- PROVIDED TEXT
============================================================
Video games bring a lot of obvious benefits, like better hand-eye coordination, faster decision making, and making friends. Since the 1980s, psychotherapists and counselors have tried incorporating games into therapy. As expected, games are mostly used in counseling and psychotherapy with children.
In therapy, video games can help with “breaking the ice” and establishing a good relationship between a patient and a therapist, assessing the level of frustration a client can tolerate and the aggression they express is also a possibility. Using games, a therapist can get insight into how a client solves problems, how quickly they make decisions, are they prone to attempting to bend the rules of the game. Games are also effective in learning social skills, since some children find it easier to engage in communication in a multiplayer game, where rules of approaching others are clearly set.
There was a big setback in research of benefits of video games during the 1990s, when mental health research on video games was focused on the relationship between video games and higher levels of aggression, but now we’re seeing more research on the topic of using games in therapy, and there is an alternate viewpoint whereby video games might play an active role in curbing aggressive behavior. Playing games is now a part of programs that aim to lessen middle-school students’ positive attitudes towards violence and increase their intentions to use non-violent strategies.
There are games made especially for therapeutic purposes, for example, some of them use biofeedback – in order to advance the game the player that has problems with anxiety needs to lower their pulse or influence their galvanic skin response.
Treatment for Post-traumatic stress disorder (PTSD) incorporates games as a tool by confronting a feared thought, image or memory associated with a past traumatic event on screen (or VR goggles) for the purpose of decreasing the emotional and physical distress associated with the event. Post-traumatic stress disorder is treated by exposing veterans to a safe war-like environment in shooter games. Driving games have been used for treating fear of driving after an accident and similarly, other games for fears of flying, heights or spiders.
Commercial games are also used as an assessment tool for Attention deficit hyperactivity disorder (ADHD), since many children who seem hyperactive in a traditional school setting are able to inhibit their hyperactivity when playing intrinsically motivating video games.
Different examples include coupling cognitive therapy with a video game to improve emotional dysregulation in clients with bulimia nervosa, even using horror games to elicit complex and transformational forms of pleasure as a complementary therapeutic tool.
Research has shown that elderly individuals who play video games can improve their brain health. This happens because games help them learn new skills and stimulate the brain presumably decreasing their odds of developing conditions that negatively impact their memory, such as dementia.
============================================================
- INFORMATION
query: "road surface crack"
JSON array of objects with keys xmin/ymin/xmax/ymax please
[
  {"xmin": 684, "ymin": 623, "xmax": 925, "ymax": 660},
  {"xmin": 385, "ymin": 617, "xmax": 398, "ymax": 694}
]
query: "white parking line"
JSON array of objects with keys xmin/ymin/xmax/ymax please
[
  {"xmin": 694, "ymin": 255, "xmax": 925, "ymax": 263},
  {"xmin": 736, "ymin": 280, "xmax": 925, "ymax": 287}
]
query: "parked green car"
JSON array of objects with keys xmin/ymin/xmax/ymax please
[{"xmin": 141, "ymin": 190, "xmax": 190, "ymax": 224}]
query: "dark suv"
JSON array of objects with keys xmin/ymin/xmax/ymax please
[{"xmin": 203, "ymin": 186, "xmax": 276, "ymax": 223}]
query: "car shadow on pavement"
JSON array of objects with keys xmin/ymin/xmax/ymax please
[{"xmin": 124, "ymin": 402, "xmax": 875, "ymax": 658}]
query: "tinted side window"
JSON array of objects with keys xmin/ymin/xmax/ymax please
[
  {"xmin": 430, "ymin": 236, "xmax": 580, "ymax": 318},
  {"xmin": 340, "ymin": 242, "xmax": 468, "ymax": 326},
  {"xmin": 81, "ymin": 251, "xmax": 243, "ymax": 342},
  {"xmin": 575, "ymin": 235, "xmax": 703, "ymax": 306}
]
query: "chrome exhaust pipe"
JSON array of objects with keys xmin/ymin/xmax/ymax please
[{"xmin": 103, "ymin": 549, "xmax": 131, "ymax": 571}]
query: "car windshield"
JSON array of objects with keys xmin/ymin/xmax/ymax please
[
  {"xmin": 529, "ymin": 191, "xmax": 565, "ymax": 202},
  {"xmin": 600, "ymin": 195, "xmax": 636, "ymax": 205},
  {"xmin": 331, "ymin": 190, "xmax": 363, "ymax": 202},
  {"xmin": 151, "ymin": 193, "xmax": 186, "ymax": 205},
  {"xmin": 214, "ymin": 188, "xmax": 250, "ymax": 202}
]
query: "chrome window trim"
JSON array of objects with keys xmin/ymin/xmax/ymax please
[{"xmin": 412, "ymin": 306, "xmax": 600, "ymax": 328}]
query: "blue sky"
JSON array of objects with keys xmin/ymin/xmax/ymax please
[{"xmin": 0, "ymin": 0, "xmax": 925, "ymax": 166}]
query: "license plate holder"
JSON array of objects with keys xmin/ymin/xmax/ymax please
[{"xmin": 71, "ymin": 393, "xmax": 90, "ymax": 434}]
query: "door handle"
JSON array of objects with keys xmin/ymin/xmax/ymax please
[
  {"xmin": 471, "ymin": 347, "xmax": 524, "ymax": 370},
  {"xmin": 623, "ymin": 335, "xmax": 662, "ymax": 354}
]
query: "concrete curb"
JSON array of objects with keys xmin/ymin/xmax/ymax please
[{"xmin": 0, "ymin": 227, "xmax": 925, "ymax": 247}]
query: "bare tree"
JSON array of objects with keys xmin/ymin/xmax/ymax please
============================================================
- TASK GOAL
Render this sentence from the text on video games in therapy into Spanish: "Research has shown that elderly individuals who play video games can improve their brain health."

- TASK SOLUTION
Las investigaciones han demostrado que las personas mayores que juegan videojuegos pueden mejorar la salud de su cerebro.